§ How to complete this task
From the passage below about escaping North Korea, set down word for word the portion starting at "The tentacles of" and ending at "Ishikawa was determined.".

§ Passage provided
# # # # #

The best option for North Koreans trying to escape the country is the Yalu river. The two banks of the waterway mark the North Korean and Chinese sides of the joint border.

But it’s a perilous journey. Those who get caught face a horrific death.

The worst story Ishikawa heard was known as the “nose-ring case.” A family of four had made it across the river to China. But the North Korean secret police had agents there. The family was caught and dragged back after having a wire inserted through their noses to link them together. Once they’d reached the other side of the border, they were all shot.

The tentacles of the North Korean state extend deep into China. The two countries share a “friendship signed in blood” that stretches back to their alliance in the Korean War in the early 1950s. That means they cooperate closely. China regularly returns North Koreans to the “home” they fled from.

But Ishikawa was determined.

He took the train to Hyesan, a city on the border. From there, he walked to the Yalu river. Hiding in the bushes, he saw that rifle-wielding soldiers had been posted at 50-yard intervals along the river bank. He started to doubt he could make it.

# # # # #

§ Data extracts
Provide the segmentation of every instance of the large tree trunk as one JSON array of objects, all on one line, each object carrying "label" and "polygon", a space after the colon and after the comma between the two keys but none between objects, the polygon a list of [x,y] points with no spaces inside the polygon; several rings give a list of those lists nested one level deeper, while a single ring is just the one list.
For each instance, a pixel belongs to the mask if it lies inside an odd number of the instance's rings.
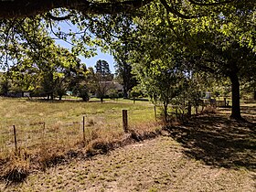
[{"label": "large tree trunk", "polygon": [[231,74],[229,79],[232,83],[232,112],[231,119],[240,120],[240,81],[236,73]]}]

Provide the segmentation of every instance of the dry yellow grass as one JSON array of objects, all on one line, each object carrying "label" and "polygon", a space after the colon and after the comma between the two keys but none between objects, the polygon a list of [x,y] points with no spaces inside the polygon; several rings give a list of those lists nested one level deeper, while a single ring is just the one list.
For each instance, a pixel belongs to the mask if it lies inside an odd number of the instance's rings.
[{"label": "dry yellow grass", "polygon": [[[16,173],[18,167],[22,173],[33,168],[45,169],[63,161],[70,151],[91,153],[95,144],[121,141],[124,135],[123,109],[128,110],[129,129],[133,132],[152,132],[159,127],[154,107],[147,101],[133,104],[123,100],[101,103],[1,98],[0,108],[0,170],[8,178],[12,178],[9,173]],[[15,152],[13,125],[16,129],[17,152]]]}]

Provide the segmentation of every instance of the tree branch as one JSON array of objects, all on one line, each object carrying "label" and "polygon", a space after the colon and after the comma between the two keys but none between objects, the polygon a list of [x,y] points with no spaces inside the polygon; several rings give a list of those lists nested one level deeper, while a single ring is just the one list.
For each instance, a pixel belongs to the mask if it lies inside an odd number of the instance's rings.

# # # # #

§ Task solution
The tentacles of the North Korean state extend deep into China. The two countries share a “friendship signed in blood” that stretches back to their alliance in the Korean War in the early 1950s. That means they cooperate closely. China regularly returns North Koreans to the “home” they fled from.

But Ishikawa was determined.